## START TEXT SEGMENT

A new plan for the Chicago Department of Transportation was released today and Grid Chicago got to talk to commissioner Gabe Klein this morning about the Chicago Forward CDOT Action Agenda’s development, strategies, and goals.

I started reading the 100 page plan last night to prepare for today’s interview. After the obligatory messages from Mayor Emanuel and Commissioner Klein (as well as photos of a Brown Line train and the bean), there’s a timeline and a short historical narrative. This plan gives a new mission statement for the department and is the first time a vision statement has been adopted by the agency (which the timeline tells was created in 1992 after a reorganization of the Department of Public Works). The Action Agenda is important to ensure our transportation system (as envious or dubious as you see it) changes in good, appropriate ways. Not only do we know how CDOT will get us there, Chicagoans will be able document change and compare our status in 2014 to where we started in 2012.

## END TEXT SEGMENT
## START PROVIDED RECORDS

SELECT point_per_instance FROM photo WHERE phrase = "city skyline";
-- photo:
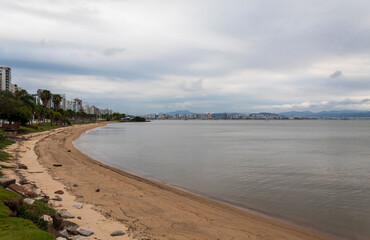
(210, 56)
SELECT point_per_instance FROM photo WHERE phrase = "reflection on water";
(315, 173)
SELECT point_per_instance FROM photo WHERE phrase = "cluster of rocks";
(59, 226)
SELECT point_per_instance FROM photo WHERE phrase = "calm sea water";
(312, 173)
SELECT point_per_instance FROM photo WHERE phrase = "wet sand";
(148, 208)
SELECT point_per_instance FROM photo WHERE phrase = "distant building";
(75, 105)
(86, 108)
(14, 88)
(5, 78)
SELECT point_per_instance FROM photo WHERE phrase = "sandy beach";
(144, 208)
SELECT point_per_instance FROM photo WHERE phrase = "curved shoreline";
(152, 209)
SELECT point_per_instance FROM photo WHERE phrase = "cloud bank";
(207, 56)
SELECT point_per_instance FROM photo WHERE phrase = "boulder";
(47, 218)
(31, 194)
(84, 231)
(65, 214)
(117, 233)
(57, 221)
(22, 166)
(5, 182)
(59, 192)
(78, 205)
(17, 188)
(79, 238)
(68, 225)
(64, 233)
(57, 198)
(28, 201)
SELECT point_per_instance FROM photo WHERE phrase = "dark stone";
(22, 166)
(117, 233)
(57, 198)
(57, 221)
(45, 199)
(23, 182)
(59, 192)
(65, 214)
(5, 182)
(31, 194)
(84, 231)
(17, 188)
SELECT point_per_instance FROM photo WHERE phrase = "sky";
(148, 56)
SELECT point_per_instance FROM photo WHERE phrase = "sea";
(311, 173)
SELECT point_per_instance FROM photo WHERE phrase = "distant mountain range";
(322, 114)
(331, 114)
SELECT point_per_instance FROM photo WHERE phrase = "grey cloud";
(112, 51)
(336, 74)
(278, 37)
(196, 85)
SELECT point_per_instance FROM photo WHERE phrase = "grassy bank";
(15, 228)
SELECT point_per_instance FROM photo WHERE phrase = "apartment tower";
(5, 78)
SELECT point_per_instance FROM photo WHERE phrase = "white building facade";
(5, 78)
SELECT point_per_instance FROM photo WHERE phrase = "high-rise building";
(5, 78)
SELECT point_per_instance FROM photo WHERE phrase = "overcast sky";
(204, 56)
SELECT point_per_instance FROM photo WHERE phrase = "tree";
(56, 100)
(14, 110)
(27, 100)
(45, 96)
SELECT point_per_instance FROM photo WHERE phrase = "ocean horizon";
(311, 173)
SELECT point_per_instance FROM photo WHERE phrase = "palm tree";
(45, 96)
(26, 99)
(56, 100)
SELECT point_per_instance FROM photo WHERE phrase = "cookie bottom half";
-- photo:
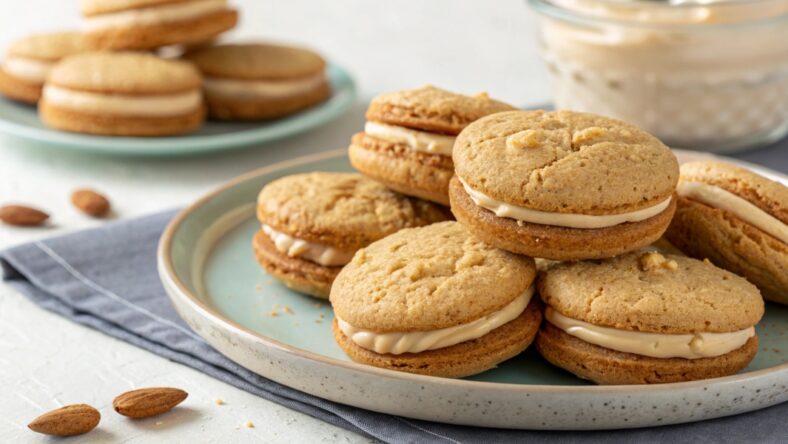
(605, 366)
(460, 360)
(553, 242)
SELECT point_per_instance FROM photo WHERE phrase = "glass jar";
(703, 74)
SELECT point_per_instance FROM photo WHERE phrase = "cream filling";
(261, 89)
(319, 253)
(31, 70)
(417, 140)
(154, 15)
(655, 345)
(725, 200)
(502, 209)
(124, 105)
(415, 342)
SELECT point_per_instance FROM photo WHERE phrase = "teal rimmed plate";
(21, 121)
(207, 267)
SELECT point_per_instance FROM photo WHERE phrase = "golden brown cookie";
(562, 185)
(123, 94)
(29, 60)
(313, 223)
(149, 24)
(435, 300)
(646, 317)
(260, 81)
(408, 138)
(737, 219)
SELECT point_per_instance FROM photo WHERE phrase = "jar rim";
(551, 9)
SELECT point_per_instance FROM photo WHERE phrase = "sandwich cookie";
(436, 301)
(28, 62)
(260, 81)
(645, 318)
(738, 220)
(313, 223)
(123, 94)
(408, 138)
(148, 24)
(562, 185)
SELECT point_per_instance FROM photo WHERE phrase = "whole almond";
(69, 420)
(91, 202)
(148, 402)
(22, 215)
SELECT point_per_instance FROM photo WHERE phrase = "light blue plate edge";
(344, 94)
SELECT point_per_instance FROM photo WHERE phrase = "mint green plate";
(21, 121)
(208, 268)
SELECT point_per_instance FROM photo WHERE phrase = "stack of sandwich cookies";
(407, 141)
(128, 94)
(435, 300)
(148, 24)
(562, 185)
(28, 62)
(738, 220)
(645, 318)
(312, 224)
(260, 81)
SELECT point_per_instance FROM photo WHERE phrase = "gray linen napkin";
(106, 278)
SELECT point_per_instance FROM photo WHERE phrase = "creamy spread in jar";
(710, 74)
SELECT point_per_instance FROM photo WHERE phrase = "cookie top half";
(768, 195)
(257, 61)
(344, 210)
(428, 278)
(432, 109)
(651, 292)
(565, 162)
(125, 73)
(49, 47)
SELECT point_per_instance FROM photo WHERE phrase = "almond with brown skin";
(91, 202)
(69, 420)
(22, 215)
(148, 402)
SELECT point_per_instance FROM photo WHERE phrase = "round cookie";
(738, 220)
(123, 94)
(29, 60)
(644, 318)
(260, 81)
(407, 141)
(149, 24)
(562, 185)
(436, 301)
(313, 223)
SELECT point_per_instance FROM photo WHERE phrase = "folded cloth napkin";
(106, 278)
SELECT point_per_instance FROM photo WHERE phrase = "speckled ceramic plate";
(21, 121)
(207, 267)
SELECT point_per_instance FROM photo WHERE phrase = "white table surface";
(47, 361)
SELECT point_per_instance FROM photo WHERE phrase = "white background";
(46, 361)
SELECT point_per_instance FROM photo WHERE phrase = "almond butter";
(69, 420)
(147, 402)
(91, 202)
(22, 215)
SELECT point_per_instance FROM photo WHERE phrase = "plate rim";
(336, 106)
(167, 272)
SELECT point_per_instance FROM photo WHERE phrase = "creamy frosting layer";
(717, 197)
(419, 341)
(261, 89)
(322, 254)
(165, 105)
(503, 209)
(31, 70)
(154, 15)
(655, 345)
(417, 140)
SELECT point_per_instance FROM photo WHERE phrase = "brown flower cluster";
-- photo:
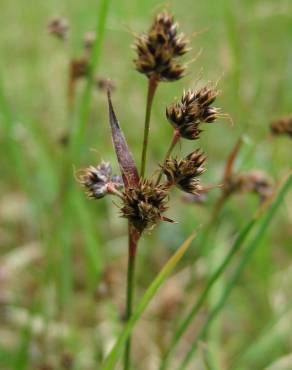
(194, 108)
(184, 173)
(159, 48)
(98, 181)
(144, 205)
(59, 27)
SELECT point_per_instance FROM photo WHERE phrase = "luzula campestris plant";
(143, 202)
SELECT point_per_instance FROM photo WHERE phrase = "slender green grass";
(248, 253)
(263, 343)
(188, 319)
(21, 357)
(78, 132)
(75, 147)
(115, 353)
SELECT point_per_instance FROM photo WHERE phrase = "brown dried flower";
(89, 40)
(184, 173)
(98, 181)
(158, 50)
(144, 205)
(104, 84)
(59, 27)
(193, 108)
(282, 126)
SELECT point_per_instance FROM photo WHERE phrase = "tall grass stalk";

## END PROVIDED RECORDS

- **PROBLEMS TO SOLVE**:
#1 Based on the text about the CDOT Action Agenda, decide whether each statement agrees with it: (a) The agency was created in 1992 after a reorganization of the Department of Public Works. (b) The plan runs about 200 pages. (c) The plan marks the first time the agency has adopted a vision statement.
#2 In the text about the CDOT Action Agenda, retype the stretch from "I started reading" through "started in 2012.".

- **LIST OF SOLUTIONS**:
#1
(a) Yes: "which the timeline tells was created in 1992 after a reorganization of the Department of Public Works"
(b) No: "I started reading the 100 page plan last night"
(c) Yes: "is the first time a vision statement has been adopted by the agency"

#2
I started reading the 100 page plan last night to prepare for today’s interview. After the obligatory messages from Mayor Emanuel and Commissioner Klein (as well as photos of a Brown Line train and the bean), there’s a timeline and a short historical narrative. This plan gives a new mission statement for the department and is the first time a vision statement has been adopted by the agency (which the timeline tells was created in 1992 after a reorganization of the Department of Public Works). The Action Agenda is important to ensure our transportation system (as envious or dubious as you see it) changes in good, appropriate ways. Not only do we know how CDOT will get us there, Chicagoans will be able document change and compare our status in 2014 to where we started in 2012.